A arte como caminho de catarse e elaboração das dores. É tendo como ponto de partida a dolorosa experiência da perda de seu irmão que Rodrigo Vellozo tece o seu quarto disco de carreira: O Mestre-Sala da Minha Saudade, com previsão de lançamento para o segundo semestre desse ano. Hoje, ele lançou o primeiro single “Hiato” (ouça abaixo).
O sucessor de Cada Lugar na Sua Coisa (2018) conta com afagos em forma de parcerias: a direção artística é de Romulo Fróes, o cavaquinho de Rodrigo Campos, as cordas de Marcelo Cabral e a parceria da compositora Alice Coutinho – também autora de A Mulher do Fim do Mundo de Elza Soares -, em “Hiato”. “Conforme os arranjos iam sendo criados, eu sentia muito a presença do meu irmão ali”, coloca Rodrigo, que expande:
“Nesse contexto de pandemia e de luto coletivo, as músicas parecem ganhar outro sentido, como se a arte que surgiu através da minha dor íntima e pessoal pudesse também dialogar com o todo, com esse mundo mudo e solitário em que estamos vivendo”, dispõe. Abaixo, ele expande o universo do álbum em duas perguntinhas – desça e leia, nem tem como dizer que não tem tempo!

● Dados fornecidos
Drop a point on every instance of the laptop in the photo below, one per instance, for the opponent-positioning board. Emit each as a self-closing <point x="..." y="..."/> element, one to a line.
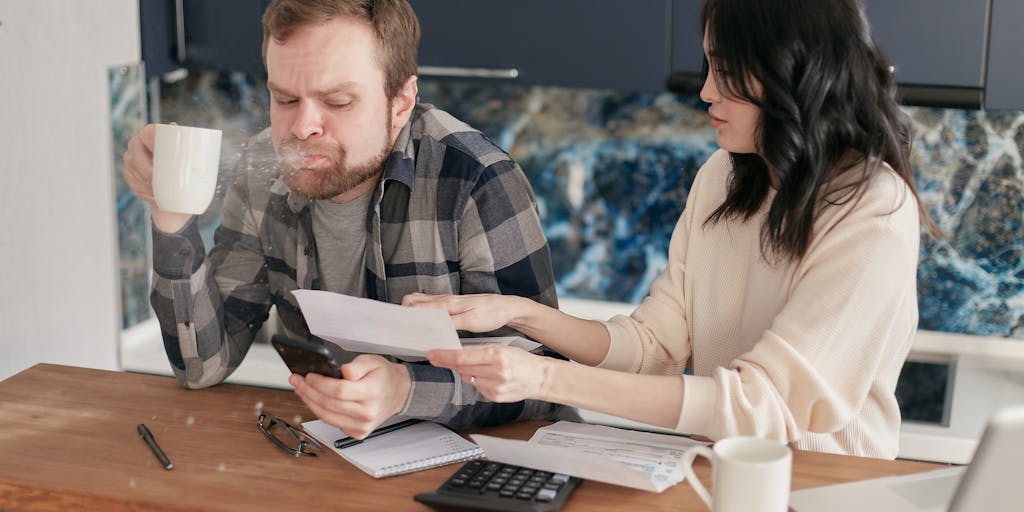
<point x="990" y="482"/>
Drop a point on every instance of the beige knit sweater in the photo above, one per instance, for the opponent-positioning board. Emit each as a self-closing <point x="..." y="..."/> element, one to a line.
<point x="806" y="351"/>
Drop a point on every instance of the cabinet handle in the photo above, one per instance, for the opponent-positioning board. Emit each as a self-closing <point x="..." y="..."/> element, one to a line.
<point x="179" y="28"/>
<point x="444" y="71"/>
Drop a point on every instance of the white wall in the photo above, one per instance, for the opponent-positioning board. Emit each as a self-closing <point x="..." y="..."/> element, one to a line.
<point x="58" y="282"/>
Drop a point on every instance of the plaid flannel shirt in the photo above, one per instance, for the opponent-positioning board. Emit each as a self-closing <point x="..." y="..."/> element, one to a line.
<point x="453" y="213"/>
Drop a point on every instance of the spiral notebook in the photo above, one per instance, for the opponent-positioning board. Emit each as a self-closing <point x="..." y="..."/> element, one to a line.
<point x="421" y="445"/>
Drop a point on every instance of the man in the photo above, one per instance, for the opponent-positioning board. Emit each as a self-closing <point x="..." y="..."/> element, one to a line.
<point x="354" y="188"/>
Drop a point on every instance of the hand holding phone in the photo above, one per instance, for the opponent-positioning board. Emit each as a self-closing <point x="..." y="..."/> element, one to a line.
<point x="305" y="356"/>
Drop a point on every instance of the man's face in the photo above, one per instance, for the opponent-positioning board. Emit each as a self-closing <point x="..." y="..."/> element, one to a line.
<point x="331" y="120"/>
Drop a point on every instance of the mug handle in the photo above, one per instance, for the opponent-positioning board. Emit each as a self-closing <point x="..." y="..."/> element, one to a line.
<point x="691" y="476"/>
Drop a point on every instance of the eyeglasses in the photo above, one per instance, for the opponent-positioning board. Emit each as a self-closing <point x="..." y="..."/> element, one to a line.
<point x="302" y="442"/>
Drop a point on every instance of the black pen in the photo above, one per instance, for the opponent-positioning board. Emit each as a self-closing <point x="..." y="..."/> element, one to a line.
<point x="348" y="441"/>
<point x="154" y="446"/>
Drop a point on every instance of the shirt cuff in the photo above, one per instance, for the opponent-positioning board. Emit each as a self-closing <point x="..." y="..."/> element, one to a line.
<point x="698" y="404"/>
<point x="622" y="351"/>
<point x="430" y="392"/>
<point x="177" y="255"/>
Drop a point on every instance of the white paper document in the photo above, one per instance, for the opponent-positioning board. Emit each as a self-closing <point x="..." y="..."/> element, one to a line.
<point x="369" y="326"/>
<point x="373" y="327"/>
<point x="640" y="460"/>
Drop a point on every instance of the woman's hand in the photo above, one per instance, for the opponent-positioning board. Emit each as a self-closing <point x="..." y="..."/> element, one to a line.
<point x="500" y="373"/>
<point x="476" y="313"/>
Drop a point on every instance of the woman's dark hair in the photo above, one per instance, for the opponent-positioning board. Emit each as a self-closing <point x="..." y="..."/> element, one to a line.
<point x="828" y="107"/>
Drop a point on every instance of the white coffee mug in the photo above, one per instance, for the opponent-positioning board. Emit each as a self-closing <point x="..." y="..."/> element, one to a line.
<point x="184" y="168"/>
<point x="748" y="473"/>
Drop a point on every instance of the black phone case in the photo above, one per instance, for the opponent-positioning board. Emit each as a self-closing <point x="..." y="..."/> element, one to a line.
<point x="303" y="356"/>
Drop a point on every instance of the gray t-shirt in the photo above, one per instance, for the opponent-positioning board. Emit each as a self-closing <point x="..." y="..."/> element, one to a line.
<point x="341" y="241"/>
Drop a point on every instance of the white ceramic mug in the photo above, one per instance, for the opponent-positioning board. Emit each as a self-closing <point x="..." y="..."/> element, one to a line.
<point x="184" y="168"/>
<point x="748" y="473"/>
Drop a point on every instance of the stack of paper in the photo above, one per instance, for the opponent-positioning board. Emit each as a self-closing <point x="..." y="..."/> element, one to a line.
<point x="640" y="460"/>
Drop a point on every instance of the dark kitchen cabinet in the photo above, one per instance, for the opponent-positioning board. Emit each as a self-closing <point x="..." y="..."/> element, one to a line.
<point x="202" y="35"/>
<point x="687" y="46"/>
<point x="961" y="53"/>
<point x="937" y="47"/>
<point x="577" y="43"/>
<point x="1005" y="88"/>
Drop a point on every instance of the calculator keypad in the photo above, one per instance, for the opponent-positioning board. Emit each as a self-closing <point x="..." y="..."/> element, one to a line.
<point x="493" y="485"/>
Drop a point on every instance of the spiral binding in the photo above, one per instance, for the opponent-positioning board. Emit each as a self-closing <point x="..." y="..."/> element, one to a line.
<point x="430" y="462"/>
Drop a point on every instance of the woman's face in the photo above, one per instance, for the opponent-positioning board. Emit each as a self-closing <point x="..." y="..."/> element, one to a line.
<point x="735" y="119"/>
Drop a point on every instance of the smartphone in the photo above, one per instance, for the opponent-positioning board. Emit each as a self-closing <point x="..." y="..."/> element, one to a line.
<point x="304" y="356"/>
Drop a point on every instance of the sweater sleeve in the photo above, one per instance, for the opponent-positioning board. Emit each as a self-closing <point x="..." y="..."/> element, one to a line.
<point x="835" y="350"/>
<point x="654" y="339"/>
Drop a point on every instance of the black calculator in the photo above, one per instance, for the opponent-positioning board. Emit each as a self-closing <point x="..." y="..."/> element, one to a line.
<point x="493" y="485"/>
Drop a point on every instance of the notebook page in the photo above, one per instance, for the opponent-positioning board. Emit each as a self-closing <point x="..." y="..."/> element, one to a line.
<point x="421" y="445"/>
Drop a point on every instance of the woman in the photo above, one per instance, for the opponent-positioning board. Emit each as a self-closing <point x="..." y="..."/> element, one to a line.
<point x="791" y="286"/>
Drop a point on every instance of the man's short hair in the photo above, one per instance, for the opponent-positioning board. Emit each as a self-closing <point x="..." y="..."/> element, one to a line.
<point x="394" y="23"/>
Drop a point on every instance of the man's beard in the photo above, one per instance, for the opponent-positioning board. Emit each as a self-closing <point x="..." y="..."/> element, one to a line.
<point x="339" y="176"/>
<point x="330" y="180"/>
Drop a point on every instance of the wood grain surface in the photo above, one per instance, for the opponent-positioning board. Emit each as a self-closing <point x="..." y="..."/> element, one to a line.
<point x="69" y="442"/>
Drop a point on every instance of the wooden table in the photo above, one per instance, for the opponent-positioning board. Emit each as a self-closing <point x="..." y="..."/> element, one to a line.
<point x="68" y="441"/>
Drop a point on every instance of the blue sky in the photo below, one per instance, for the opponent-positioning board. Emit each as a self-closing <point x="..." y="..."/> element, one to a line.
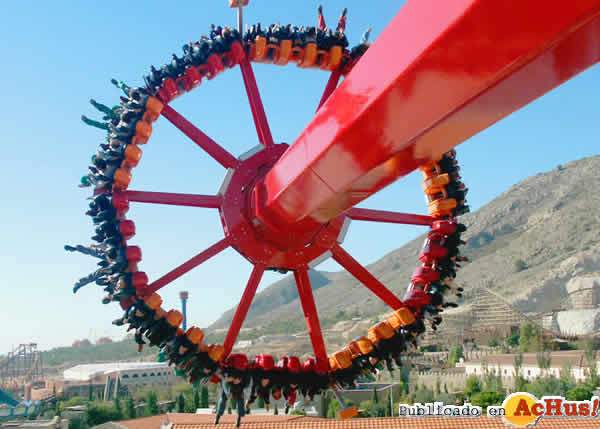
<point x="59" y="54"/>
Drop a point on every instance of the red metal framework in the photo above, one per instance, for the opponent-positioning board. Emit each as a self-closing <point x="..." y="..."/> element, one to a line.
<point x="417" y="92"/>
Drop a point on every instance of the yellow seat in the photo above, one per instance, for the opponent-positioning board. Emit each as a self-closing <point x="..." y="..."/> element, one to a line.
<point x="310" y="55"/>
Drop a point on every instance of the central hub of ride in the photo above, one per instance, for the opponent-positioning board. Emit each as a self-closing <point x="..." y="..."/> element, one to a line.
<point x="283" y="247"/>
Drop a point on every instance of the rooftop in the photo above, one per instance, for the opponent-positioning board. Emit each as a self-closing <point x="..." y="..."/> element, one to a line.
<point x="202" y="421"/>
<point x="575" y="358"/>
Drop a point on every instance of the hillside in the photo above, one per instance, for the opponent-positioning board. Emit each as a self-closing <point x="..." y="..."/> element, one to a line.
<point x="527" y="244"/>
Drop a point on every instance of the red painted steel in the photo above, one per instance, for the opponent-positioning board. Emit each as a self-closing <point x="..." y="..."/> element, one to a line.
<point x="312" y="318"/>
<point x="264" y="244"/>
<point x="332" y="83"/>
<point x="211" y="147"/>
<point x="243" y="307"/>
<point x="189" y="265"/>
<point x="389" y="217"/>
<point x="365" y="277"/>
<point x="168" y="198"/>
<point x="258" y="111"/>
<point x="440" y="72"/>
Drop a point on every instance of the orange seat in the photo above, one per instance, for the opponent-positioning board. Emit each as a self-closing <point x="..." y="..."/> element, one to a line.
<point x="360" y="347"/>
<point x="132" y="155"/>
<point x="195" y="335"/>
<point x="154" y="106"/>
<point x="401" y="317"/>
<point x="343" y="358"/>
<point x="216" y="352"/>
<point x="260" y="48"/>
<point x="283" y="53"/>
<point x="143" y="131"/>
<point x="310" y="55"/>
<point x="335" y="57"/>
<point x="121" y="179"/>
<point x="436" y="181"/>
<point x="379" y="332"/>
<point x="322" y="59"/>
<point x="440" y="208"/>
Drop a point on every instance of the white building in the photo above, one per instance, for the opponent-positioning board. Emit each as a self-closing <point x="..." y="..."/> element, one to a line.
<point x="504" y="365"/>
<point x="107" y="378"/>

● Tarefas a cumprir
1. Copie do texto sobre o disco de Rodrigo Vellozo tudo o que vai desde "O sucessor de" até "não tem tempo!".
2. Segundo o texto sobre o disco de Rodrigo Vellozo, quem é responsável pela direção artística do álbum?
3. Prossiga com o texto sobre o disco de Rodrigo Vellozo a partir da última frase apresentada.

● Respostas por tarefa
1.
O sucessor de Cada Lugar na Sua Coisa (2018) conta com afagos em forma de parcerias: a direção artística é de Romulo Fróes, o cavaquinho de Rodrigo Campos, as cordas de Marcelo Cabral e a parceria da compositora Alice Coutinho – também autora de A Mulher do Fim do Mundo de Elza Soares -, em “Hiato”. “Conforme os arranjos iam sendo criados, eu sentia muito a presença do meu irmão ali”, coloca Rodrigo, que expande:
“Nesse contexto de pandemia e de luto coletivo, as músicas parecem ganhar outro sentido, como se a arte que surgiu através da minha dor íntima e pessoal pudesse também dialogar com o todo, com esse mundo mudo e solitário em que estamos vivendo”, dispõe. Abaixo, ele expande o universo do álbum em duas perguntinhas – desça e leia, nem tem como dizer que não tem tempo!

2. Romulo Fróes.

3.
Rodrigo, “Hiato” é uma canção que reflete um processo de dor que é o luto. Como foi trabalhar criativamente sobre um tema tão dolorido, sensível e confessional?
“Hiato” faz parte do meu novo álbum que foi feito de uma forma muito instintiva e urgente – depois de toda a tragédia de perder um irmão, meu melhor amigo. Estávamos morando juntos, tínhamos muitos projetos e fiquei sem saber mesmo o que fazer. Entendi que a arte que eu estava produzindo não fazia mais tanto sentido, era preciso achar outro caminho. Do encontro com o Romulo Fróes nasceu esse disco. A letra da Alice Coutinho descreve muito do que eu estava precisando dizer, mas não conseguia. Nesse sentido, cantar é catártico. É sobrevivência mesmo. Foi a maneira que eu achei para conseguir tocar a vida e tive muita sorte de encontrar pelo caminho parceiros como o Romulo, a Alice, o Rodrigo, o Marcelo, Allen Alencar e todos os envolvidos nesse álbum. Para além da criação, o carinho e a parceria também foram fundamentais.
2) Compartilha com a gente: o disco é preenchido por quais caminhos sonoros e líricos?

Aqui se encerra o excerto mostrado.